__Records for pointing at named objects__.

= = = =

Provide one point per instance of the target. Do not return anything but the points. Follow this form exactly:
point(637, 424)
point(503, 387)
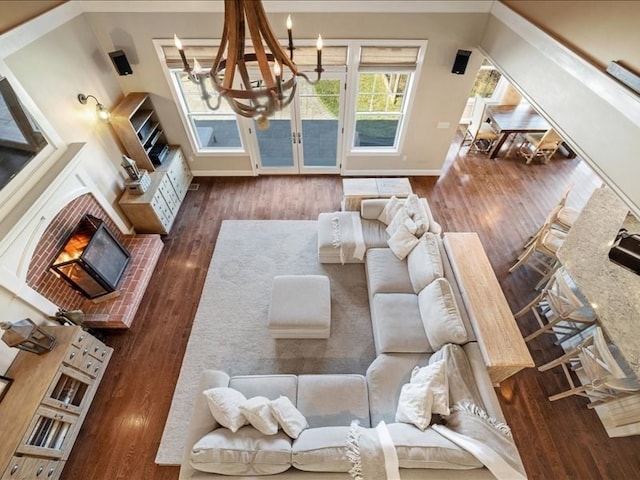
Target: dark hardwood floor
point(503, 200)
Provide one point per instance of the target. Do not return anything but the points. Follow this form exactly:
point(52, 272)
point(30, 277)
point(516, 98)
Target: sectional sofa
point(418, 320)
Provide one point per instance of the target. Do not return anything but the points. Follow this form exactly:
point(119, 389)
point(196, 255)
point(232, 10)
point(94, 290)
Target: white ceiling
point(382, 6)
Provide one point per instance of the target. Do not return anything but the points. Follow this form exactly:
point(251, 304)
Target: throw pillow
point(288, 416)
point(435, 375)
point(414, 405)
point(399, 219)
point(440, 315)
point(402, 242)
point(424, 262)
point(257, 411)
point(389, 211)
point(224, 404)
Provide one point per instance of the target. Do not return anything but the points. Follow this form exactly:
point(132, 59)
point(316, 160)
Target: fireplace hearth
point(92, 259)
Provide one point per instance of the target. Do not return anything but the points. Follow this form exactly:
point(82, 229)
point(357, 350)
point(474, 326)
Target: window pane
point(381, 92)
point(216, 132)
point(378, 130)
point(213, 128)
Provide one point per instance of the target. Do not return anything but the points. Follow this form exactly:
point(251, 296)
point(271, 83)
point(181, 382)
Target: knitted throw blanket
point(486, 438)
point(372, 453)
point(347, 235)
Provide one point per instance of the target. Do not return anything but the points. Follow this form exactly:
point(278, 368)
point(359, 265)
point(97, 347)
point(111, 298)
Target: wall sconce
point(101, 111)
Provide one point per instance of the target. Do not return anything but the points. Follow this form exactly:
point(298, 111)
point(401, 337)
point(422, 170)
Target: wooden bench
point(501, 343)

= = = =

__WHAT TO WORK ON__. Can you give back every line of the material above unchanged, with the pictures left out?

__FINISHED ANSWER__.
Provide one point per instance of the target. Do not return anything but the points. Follow this form exactly:
point(637, 424)
point(503, 387)
Target: dark hardwood floor
point(503, 200)
Provide one point per instance of the target. Do not return anything but the points. Follow this form exactly:
point(52, 272)
point(30, 277)
point(516, 98)
Target: sectional sofa
point(418, 320)
Provide one point per instance of the target. Do not return anything but the points. Follow this form exactly:
point(119, 389)
point(196, 255)
point(232, 10)
point(94, 290)
Target: white ceiling
point(382, 6)
Provide one point per instance of the target. Do not return anything but the points. Follow this form exactly:
point(251, 304)
Target: throw pillow
point(288, 416)
point(435, 375)
point(414, 405)
point(399, 219)
point(440, 315)
point(402, 242)
point(424, 262)
point(257, 411)
point(389, 211)
point(224, 404)
Provide one point per instance of the target. Do not return anything but the points. Follow this form exactly:
point(132, 59)
point(316, 160)
Target: fireplace hearth
point(92, 259)
Provide one point per instance of the target. Do not return anything but the points. Follow this form exactly:
point(82, 229)
point(357, 350)
point(474, 326)
Target: window pane
point(381, 92)
point(216, 132)
point(378, 130)
point(213, 128)
Provide one point per instance of the target. Do not return anything but the points. Follow this form exactly:
point(251, 296)
point(271, 83)
point(181, 382)
Target: knitted throw blanket
point(486, 438)
point(372, 453)
point(347, 235)
Provide one point per instance of the target. Do not return anything but the points. Follow this form exactly:
point(278, 368)
point(359, 265)
point(97, 347)
point(111, 298)
Target: wall sconce
point(101, 111)
Provide one point per instance of the target. Do not return anything but the points. Follow this form exactly:
point(298, 111)
point(401, 337)
point(422, 170)
Target: wooden bench
point(501, 343)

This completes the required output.